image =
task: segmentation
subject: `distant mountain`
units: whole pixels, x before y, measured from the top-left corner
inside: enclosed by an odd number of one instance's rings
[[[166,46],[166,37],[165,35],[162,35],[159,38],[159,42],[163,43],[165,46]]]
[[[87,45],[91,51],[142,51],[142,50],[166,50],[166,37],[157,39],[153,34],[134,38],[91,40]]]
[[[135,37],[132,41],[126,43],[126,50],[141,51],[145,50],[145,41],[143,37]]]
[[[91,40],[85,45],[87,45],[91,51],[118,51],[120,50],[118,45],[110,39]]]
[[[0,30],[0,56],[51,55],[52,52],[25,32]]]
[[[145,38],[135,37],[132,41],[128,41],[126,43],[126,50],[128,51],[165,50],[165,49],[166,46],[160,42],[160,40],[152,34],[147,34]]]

-.-.-

Work to complete
Reproduce the listing above line for line, with every character unchanged.

Answer in full
image =
task: segmentation
subject: `distant mountain`
units: whole pixels, x before y, measured from the top-left corner
inside: enclosed by an odd number of one instance's rings
[[[166,46],[166,37],[165,35],[162,35],[159,38],[159,42],[163,43],[165,46]]]
[[[87,45],[91,51],[142,51],[142,50],[166,50],[166,37],[157,39],[153,34],[134,38],[91,40]]]
[[[135,37],[132,41],[126,43],[126,50],[141,51],[145,50],[145,41],[143,37]]]
[[[91,40],[85,45],[87,45],[91,51],[118,51],[120,50],[118,45],[110,39]]]
[[[0,30],[0,56],[51,55],[52,52],[25,32]]]
[[[145,38],[135,37],[132,41],[128,41],[126,43],[126,50],[128,51],[165,50],[165,49],[166,46],[160,42],[160,40],[152,34],[147,34]]]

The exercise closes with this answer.